--- Provided entries ---

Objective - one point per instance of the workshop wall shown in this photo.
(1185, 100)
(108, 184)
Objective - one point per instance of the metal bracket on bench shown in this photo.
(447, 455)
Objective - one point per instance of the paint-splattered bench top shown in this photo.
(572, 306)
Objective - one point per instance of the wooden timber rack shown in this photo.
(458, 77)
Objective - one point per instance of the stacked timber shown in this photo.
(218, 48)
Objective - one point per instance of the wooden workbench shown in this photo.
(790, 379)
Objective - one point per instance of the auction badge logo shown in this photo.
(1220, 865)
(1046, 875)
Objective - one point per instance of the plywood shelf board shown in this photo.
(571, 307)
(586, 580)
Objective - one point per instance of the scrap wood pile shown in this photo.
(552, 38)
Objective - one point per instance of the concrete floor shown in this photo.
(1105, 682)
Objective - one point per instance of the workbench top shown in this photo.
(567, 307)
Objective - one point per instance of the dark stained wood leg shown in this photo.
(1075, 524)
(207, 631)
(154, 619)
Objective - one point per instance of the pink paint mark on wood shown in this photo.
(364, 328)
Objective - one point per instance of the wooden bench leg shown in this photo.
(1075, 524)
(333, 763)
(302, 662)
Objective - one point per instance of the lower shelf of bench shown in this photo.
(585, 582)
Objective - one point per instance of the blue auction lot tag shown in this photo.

---

■ Task objective: From the line containing "Objective - one point per instance of the workbench" to the final line of the entries, print every line exactly and nothing else.

■ Solution:
Objective - one point per instance of the workbench top shown in this photo.
(567, 307)
Objective - one point per instance of the dark stained wood leg shown in this photo.
(1075, 524)
(207, 631)
(154, 619)
Objective - one point per instance of the pink paint mark on wood shown in this photo.
(364, 328)
Objective - one point per instance of the wooden bench leg shown in this photo.
(1075, 524)
(333, 763)
(302, 662)
Objective - one point per instance of the lower shelf of bench shown in this photo.
(585, 582)
Objective - one point per instance of the blue auction lot tag shown in this photo.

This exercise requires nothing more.